One of the goals of a liberal education is to help people understand the difference between, say, "an allegedly scientific book that encourages people to do things that can have very harmful effects" and "a popular book that's not all that great, but the worst thing it really does is leave people who bought it feeling cheated." So, real liberals don't waste time bashing bestsellers. We observe that it was cool that a poor single mother in an adverse economy was able to write a series that sold like Harry Potter, even if we also observe that, for all their drama and movie effects, the Harry Potter books are not as satisfying to the intellect as the Narnia books. Real liberals' criticism of anything is likely to describe what the thing is and who is likely to find a use for it--and only rarely will that be "nobody," or even "people who are not aware of how much better something else is." Real liberals never want to ban or burn books; always and only to write better ones.
Short pieces, likewise. A member of a group writes something. Naturally others want to read it, or hear it read. Someone in the group didn't read it carefully, or let per mind wander during the reading, but feels obliged to give tongue anyway. Therefore there will always be occasional idiotic reactions to things people write. But if it's all pick, pick, pick all the time, the group is or is becoming toxic.
One common toxic group dynamic, in long-term groups, is that young talent can feel more threatening to older group leaders than a rational person would believe possible./Robin Morgan was actually banned from publishing in one magazine, in the 1970s, because she was a professional writer who'd found a clear and distinctive voice. The left wing's targeting a "proletariat" whom Marx stereotyped as unthinking, unfeeling, deliberately made stupid but unlikely ever to recover the use of their minds, makes left-leaning political groups especially prone to this type of resentment of talent, and, consequently, the choice of talented people as victims.
+ + +
* Parts of the exercise
#1 Translate this sentence from the passage on liberal education and toxic groups into Spanish: "Real liberals never want to ban or burn books; always and only to write better ones."
#2 Using the passage on liberal education and toxic groups, answer each question briefly:
(a) Which books does it call more satisfying to the intellect than the Harry Potter books?
(b) What does it say a group is, or is becoming, if it's all pick, pick, pick all the time?
(c) Who was banned from publishing in one magazine in the 1970s?
#3 Proceed with the passage on liberal education and toxic groups, picking up right after its final sentence.
None of the dataset entries is needed for this work.

Dataset entries
+ + +
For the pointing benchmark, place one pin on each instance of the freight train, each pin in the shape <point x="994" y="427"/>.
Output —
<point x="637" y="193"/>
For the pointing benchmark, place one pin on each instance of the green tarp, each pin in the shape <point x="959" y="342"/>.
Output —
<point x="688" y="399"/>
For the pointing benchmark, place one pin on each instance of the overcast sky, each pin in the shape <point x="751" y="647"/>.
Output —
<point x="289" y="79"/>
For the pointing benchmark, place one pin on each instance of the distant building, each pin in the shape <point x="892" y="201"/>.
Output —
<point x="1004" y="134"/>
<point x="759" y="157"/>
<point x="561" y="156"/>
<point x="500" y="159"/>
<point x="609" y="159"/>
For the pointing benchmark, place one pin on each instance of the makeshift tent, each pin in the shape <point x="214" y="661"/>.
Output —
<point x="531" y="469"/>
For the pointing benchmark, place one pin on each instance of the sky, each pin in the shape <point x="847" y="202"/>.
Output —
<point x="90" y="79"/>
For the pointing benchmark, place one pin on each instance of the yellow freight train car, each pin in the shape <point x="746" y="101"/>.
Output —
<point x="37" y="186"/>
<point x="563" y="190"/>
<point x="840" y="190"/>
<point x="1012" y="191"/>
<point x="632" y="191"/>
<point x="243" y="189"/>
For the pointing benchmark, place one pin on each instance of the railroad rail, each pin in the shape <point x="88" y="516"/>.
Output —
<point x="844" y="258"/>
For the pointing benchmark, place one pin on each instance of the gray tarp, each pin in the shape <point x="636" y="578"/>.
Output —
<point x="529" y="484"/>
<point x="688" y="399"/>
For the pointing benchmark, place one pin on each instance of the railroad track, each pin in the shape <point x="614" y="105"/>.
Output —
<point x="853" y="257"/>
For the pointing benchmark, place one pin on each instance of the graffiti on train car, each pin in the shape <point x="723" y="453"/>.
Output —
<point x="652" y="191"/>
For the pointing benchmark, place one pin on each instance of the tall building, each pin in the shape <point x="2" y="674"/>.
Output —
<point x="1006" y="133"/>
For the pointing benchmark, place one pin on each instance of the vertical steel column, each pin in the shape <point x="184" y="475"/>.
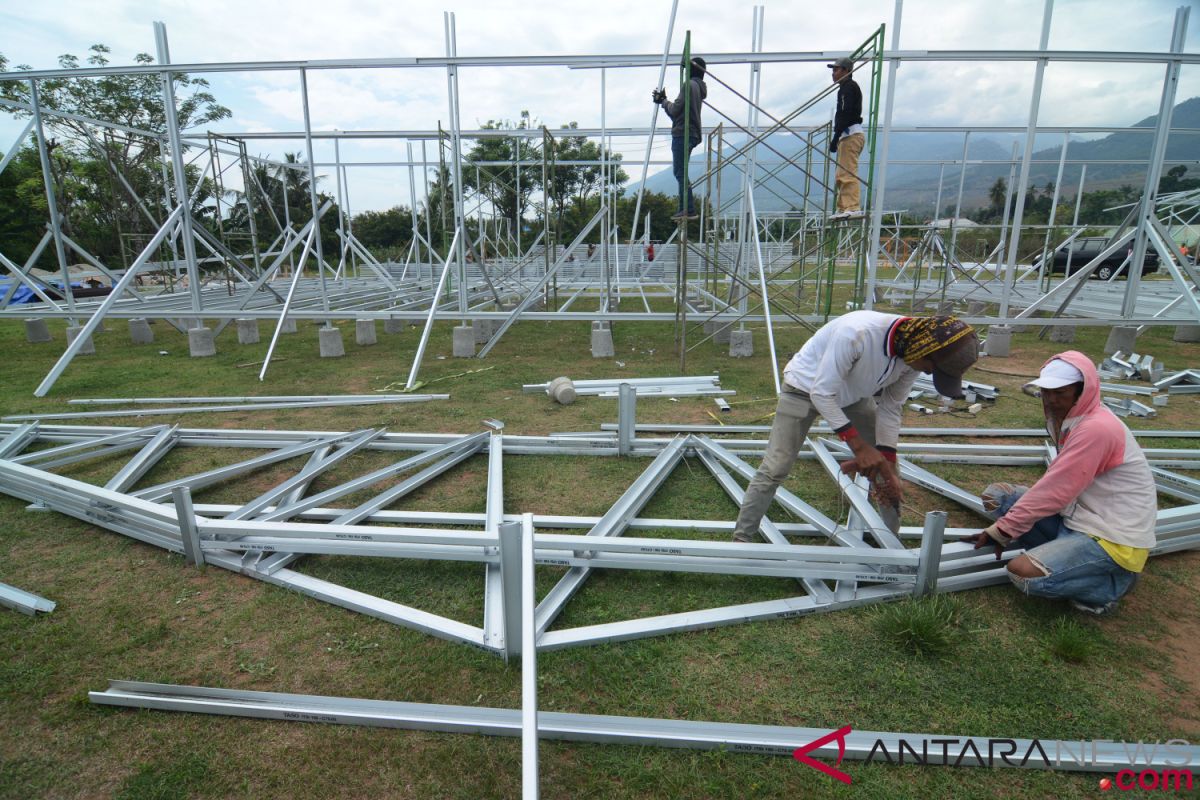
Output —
+ + +
* Written answers
#1 Los verdaderos liberales nunca quieren prohibir ni quemar libros; siempre y únicamente escribir otros mejores.

#2
(a) The Narnia books.
(b) Toxic.
(c) Robin Morgan.

#3
Isn't it suicidal for groups to attack their most promising young members, to punish the artists and writers who want to serve the cause with vicious "You only got that published because of your privileged background" hatespews? Of course it is. Marxism never did appeal to the rational minds of people with liberal educations. It's all about the emotions of selfish, greedy, materialistic people, so if you have a sensitive creative soul that actually cares about, e.g., your students who are NOT a big dumb lump of "proletariat," who have individual talents and feelings and thoughts some of which are similar to yours, do not look to the Left for moral support. Marxism was designed to appeal, and will always appeal, primarily to people who care less about whether the cause ever succeeds than about whether they've appeased their cravings for control today.While denying that either emotionality or spirituality matter, Marxism runs on emotionality, and is a favorable field for very sick emotionality.